■ WRITTEN EXERCISE ■
Beginning at the line that contains "shirt and report the pixel coordinates.", reproduce every line to the end of the material without changing any of them.

Records from a data collection:
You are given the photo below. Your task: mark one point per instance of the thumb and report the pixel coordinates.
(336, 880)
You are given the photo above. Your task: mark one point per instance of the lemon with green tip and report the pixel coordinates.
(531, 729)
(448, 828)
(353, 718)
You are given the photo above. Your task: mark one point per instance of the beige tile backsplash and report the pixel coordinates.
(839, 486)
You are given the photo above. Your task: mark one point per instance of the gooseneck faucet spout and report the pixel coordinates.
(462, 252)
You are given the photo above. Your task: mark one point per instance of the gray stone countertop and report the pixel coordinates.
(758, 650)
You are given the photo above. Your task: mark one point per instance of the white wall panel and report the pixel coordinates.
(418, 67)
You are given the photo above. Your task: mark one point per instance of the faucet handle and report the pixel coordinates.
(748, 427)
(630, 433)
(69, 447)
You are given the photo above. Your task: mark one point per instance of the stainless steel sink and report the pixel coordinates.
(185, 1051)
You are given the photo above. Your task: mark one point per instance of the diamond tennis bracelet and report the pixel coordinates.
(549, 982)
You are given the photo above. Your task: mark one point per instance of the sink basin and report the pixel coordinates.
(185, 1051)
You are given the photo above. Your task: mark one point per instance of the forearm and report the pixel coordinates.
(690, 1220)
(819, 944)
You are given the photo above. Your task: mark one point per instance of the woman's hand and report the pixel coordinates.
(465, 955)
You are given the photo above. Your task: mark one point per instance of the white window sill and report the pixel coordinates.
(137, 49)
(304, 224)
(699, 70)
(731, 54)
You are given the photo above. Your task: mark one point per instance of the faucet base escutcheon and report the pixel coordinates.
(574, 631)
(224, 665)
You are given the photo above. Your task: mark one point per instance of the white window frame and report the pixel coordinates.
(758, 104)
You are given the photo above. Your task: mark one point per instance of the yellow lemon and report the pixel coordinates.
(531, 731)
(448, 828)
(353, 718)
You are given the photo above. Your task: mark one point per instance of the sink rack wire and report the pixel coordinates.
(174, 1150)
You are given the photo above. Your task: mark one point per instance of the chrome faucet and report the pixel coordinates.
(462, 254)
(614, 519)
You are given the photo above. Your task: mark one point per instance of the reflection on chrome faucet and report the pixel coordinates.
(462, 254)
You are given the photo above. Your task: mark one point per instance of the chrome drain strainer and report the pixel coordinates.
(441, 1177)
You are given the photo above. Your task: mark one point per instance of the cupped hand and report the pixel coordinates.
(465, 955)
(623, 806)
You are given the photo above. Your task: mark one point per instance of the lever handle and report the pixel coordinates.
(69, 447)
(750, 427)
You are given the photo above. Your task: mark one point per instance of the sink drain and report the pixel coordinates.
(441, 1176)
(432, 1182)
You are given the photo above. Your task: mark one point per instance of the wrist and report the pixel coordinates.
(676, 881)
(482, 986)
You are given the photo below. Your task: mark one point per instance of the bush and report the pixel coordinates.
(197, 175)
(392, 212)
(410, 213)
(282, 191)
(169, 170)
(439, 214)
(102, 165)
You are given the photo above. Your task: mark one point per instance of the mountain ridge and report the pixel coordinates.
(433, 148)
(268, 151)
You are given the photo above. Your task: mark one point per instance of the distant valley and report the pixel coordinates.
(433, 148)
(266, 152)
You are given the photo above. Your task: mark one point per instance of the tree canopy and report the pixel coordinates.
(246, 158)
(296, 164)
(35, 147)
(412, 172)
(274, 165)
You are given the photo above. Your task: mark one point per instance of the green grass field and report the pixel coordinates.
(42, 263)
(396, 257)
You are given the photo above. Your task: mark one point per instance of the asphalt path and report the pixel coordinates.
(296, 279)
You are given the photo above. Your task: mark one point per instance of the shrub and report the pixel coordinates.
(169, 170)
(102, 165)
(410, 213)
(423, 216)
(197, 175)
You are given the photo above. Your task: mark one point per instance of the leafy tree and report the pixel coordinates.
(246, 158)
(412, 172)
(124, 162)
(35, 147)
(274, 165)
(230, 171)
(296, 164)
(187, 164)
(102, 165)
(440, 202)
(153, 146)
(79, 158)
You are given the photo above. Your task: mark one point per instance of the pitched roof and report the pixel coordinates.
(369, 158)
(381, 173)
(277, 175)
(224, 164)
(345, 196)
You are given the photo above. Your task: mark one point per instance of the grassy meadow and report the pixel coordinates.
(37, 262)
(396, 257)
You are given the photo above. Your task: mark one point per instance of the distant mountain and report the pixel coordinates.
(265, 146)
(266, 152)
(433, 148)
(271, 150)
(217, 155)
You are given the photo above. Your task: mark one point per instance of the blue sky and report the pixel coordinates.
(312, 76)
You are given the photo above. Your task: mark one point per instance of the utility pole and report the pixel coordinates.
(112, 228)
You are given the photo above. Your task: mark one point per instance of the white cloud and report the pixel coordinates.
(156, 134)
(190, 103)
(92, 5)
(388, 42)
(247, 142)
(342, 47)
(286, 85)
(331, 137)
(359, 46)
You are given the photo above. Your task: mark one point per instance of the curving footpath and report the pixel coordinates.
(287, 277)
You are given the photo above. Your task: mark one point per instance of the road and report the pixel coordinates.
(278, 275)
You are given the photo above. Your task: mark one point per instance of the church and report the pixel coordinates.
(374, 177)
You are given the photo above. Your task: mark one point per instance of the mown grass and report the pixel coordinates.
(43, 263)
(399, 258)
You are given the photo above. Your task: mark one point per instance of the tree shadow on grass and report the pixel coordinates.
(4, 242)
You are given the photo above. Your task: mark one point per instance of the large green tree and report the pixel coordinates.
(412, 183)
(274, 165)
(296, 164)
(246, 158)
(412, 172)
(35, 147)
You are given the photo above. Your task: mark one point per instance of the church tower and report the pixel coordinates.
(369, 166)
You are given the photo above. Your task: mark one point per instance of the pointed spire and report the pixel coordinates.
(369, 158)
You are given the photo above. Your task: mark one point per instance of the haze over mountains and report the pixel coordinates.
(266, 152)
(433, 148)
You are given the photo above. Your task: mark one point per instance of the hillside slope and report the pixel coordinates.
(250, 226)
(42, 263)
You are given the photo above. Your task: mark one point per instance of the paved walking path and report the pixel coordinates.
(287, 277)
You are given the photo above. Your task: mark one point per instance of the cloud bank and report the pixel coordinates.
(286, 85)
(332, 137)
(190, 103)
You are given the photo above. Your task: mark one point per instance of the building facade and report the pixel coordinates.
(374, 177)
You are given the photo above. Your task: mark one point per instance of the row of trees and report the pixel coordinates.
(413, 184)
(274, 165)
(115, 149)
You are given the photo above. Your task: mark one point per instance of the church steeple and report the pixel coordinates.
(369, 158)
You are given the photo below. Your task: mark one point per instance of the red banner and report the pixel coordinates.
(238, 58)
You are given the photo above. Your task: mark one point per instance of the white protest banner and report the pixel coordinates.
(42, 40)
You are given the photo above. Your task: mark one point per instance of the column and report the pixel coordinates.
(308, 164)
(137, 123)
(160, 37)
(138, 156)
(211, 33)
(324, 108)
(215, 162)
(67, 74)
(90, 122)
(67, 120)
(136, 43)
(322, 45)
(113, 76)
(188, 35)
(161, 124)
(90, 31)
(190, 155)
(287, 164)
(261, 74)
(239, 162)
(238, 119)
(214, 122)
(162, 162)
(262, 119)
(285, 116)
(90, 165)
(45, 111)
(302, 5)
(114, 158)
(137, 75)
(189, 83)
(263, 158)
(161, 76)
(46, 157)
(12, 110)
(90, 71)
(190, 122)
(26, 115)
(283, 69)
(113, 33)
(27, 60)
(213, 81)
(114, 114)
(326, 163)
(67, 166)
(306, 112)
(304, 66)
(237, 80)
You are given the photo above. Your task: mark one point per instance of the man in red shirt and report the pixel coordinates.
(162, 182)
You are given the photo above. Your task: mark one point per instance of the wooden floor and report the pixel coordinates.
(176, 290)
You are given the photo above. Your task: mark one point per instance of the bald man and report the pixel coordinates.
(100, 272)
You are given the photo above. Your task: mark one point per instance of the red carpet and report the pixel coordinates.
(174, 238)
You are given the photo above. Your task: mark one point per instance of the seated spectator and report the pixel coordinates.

■ THE SOLUTION ■
You are given the photo above. Your task: mark one point per instance of the man in red shirt and report the pixel coordinates.
(162, 182)
You are given the photo above. Your task: mark one point per instance of the wooden floor and report the pixel coordinates.
(176, 290)
You are given the photo above. Your task: mark one point per instance of the bald man and report the pixel coordinates.
(100, 272)
You are given the photo above. Your task: mark one point per instance of the red carpet and report the pixel coordinates.
(174, 238)
You are given the photo above. Your task: mark one point per instance of the seated spectator and report the pixel coordinates.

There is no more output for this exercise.